_Exercise goal_
Render the rows as a two-column CSV with the headers "text" and "answer", beginning at the line that has "of the propeller." and stopping after the line that has "[[314, 247], [317, 272]]". Put each field in double quotes and replace its line breaks with spaces.

_Extracted information_
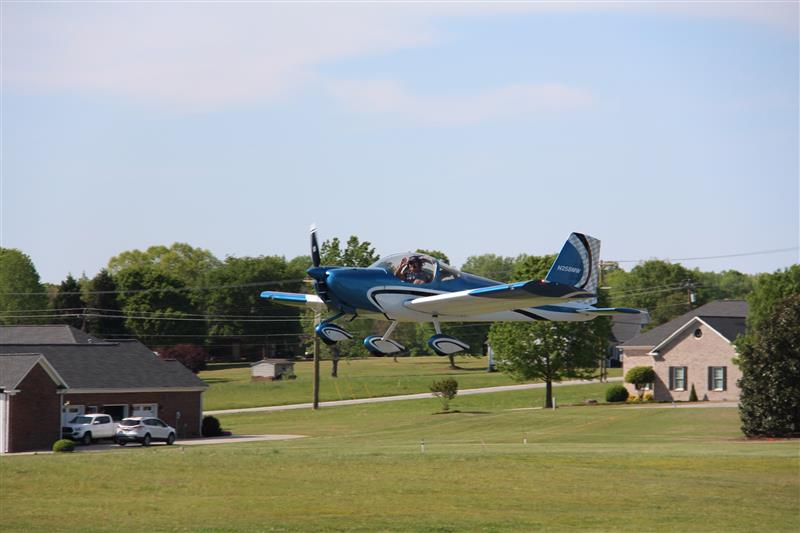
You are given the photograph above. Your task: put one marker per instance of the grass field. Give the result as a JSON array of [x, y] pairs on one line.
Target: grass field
[[231, 387], [592, 468]]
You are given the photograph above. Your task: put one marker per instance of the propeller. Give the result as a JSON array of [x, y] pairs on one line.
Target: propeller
[[314, 247], [317, 272]]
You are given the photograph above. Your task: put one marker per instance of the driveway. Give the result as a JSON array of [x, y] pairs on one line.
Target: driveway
[[419, 396]]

_Complete response_
text,answer
"You are given the photograph above. Your task: put one marker per instance of the propeller. Give the result as a JSON array of [x, y] pairs on one line. Target: propeller","[[314, 247], [317, 272]]"